Count the lines in the records below that contain the word "statue". Reply with the number alone.

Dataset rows
↓

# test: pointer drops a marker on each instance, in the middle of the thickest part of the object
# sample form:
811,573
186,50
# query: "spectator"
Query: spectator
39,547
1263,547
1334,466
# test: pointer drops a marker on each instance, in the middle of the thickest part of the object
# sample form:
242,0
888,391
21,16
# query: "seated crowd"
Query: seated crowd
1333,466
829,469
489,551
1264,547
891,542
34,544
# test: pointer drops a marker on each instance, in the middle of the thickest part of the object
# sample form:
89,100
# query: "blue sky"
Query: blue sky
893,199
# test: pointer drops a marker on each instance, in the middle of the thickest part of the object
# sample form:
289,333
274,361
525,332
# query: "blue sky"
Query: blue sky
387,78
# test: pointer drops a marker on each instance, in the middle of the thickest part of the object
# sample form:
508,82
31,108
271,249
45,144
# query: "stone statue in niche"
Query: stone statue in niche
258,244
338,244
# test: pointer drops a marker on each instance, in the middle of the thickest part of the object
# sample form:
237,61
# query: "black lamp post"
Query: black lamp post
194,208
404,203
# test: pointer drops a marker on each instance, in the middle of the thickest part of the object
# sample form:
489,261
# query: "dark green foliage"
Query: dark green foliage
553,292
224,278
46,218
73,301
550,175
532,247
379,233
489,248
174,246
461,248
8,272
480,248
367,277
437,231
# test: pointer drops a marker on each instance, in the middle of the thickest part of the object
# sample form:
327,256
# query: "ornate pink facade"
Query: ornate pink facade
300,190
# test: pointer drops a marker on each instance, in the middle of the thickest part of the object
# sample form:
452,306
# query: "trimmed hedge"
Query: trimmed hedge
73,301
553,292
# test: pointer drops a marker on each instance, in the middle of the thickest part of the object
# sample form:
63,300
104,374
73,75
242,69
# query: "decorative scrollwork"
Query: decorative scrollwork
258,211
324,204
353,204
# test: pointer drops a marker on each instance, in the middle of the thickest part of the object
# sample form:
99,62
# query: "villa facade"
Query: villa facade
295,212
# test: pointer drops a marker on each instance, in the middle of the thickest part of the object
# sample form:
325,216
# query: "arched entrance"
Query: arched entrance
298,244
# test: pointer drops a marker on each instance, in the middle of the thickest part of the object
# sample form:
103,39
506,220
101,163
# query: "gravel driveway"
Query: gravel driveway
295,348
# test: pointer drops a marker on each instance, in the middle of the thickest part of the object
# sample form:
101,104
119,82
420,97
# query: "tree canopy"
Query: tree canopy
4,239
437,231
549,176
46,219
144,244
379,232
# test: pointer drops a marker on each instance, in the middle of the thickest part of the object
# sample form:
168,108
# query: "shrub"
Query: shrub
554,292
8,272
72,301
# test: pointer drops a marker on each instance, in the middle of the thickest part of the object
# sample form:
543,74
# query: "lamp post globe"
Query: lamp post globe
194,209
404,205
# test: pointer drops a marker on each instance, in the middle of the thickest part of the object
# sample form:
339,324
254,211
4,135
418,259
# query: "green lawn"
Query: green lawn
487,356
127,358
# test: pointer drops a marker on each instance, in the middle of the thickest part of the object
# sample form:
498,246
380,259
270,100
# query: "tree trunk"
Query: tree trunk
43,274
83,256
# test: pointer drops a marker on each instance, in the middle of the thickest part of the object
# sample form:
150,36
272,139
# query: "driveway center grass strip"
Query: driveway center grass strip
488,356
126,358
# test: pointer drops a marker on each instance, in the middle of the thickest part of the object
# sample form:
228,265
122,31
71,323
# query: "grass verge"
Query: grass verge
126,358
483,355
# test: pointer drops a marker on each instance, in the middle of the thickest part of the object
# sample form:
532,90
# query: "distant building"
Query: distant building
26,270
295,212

↑

→ **SOLUTION FOR THIS TASK**: 2